┌─ Source data
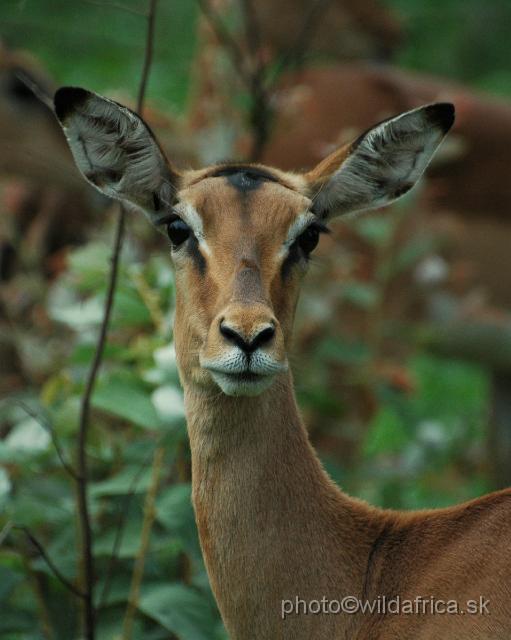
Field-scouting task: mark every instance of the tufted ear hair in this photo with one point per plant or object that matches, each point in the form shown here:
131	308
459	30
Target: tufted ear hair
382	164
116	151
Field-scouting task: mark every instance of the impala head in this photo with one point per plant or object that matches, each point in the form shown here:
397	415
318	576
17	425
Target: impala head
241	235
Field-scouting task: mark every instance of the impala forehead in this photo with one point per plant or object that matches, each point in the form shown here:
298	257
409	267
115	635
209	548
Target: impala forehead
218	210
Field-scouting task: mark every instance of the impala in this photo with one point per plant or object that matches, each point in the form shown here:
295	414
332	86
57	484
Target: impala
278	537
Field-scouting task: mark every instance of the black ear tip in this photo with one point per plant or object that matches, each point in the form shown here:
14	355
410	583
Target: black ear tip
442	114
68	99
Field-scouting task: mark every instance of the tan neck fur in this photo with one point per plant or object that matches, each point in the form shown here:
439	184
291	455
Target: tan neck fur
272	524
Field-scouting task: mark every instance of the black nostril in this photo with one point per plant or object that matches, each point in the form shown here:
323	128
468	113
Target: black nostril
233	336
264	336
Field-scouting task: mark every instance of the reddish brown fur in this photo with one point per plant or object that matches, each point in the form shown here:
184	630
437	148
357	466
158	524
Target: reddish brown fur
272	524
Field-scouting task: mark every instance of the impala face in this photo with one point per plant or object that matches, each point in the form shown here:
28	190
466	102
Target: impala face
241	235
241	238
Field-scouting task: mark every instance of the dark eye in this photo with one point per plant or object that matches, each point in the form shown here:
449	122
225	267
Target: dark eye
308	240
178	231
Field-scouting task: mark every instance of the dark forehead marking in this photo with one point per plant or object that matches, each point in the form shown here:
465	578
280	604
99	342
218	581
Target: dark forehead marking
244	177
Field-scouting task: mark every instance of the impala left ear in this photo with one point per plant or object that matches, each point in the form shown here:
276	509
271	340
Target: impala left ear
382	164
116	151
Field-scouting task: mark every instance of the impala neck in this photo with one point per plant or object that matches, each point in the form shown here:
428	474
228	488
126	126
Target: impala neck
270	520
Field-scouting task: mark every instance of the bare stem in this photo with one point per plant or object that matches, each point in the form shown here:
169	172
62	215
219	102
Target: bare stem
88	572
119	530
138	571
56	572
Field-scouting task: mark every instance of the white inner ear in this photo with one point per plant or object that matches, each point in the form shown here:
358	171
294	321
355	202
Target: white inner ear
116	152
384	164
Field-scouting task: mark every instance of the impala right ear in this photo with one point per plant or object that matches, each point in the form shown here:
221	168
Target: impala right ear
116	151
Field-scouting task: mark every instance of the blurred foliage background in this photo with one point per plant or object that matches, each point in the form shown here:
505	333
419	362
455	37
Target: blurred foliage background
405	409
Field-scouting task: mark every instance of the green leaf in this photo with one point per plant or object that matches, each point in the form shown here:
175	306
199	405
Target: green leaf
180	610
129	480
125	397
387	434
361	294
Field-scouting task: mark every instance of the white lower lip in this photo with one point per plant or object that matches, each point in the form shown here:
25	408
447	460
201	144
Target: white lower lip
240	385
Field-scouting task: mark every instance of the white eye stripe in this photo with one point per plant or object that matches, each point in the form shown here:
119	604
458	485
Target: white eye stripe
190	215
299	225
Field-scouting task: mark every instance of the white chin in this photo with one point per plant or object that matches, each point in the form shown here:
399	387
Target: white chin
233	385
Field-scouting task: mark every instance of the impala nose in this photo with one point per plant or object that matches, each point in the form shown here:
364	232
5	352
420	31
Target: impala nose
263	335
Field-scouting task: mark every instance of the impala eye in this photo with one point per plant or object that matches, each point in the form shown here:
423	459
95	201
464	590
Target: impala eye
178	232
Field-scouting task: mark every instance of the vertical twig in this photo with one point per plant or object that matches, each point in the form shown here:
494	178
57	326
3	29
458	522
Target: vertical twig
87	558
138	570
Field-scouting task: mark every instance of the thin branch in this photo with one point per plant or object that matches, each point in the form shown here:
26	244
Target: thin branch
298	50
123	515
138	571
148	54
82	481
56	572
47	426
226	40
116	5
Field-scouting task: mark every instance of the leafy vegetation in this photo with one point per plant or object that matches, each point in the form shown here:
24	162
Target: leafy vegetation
└─
Check all the records above and select each line where the string "vegetation" is found.

Field-scouting task: mark every instance of the leafy vegetation in this photo with one point per plant or object that matches, each point in the form shown here:
Target: leafy vegetation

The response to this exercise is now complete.